→ **Passage du texte**:
....................

Et voilà l’auteur parti, lesté d’un prix de 100 000 francs de la Fondation Sandoz.
D’un regard sans concessions, il observe, remarque, passe du détail au général, d’une touche légère à un futur inquiétant. Son long voyage lui fait traverser les États-Unis, visiter Las Vegas, la réserve des Indiens Navajos. Cent mille personnes manifestent contre la guerre en Irak. Partout demeure comme un cauchemar ou une menace le souvenir du onze septembre. «Devant les gardes un peu ahuris, au milieu du trottoir en tenant leur fusil-mitrailleur, le décalage est flagrant entre la masse politique de la peur qui légitime cette présence et la force qui légitime cette présence et la force réelle de l’individu suicide aveuglé, persuadé par sa haine qui finira toujours bien par passer entre les mailles du filet.»
Qu’il parle de la Jordanie et des manuscrits de la mer Morte, d’Israël et de la Palestine. «Omniprésence. Proximité. Angoisses au mètre carré. Tout voir à travers la grille de la guerre, de la menace. Frisson de peur des bus accordéons bondés…», de l’Égypte, ses embouteillages monstrueux et là, au milieu, la paix du tapis de prière, d’Omaha et «les traces que l’oubli brouille chaque jour un peu plus dans les lignes de sable», à chaque fois, les observations, les citations (françaises, anglaises et allemandes) en font de véritables morceaux d’anthologie, le tout en un langage terriblement moderne où les substantifs se conjuguent et où les mots qui s’inventent donnent un ton étrange et attachant aux 500 pages du livre.

....................

→ **Données recueillies**:
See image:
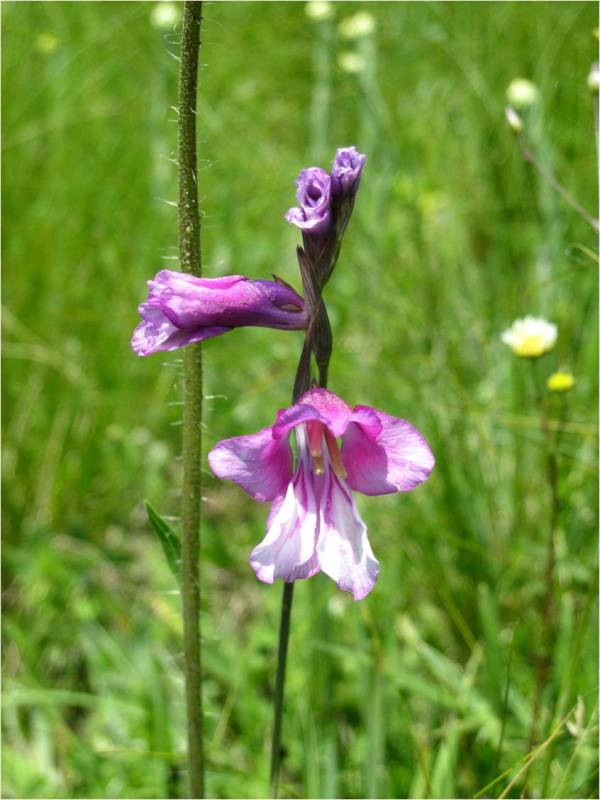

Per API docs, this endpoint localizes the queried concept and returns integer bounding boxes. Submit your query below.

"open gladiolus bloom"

....................

→ **Problème à résoudre**:
Répondez, s'il vous plaît, à ces questions d'après le passage sur le voyage de l'auteur :
1. De quel montant est le prix qu'a reçu l'auteur, et quelle fondation le lui a décerné ?
2. Combien de personnes manifestent contre la guerre en Irak ?
3. Combien de pages compte le livre ?

→ **Réponse ci-dessous**:
1. 100 000 francs, de la Fondation Sandoz.
2. Cent mille personnes.
3. 500 pages.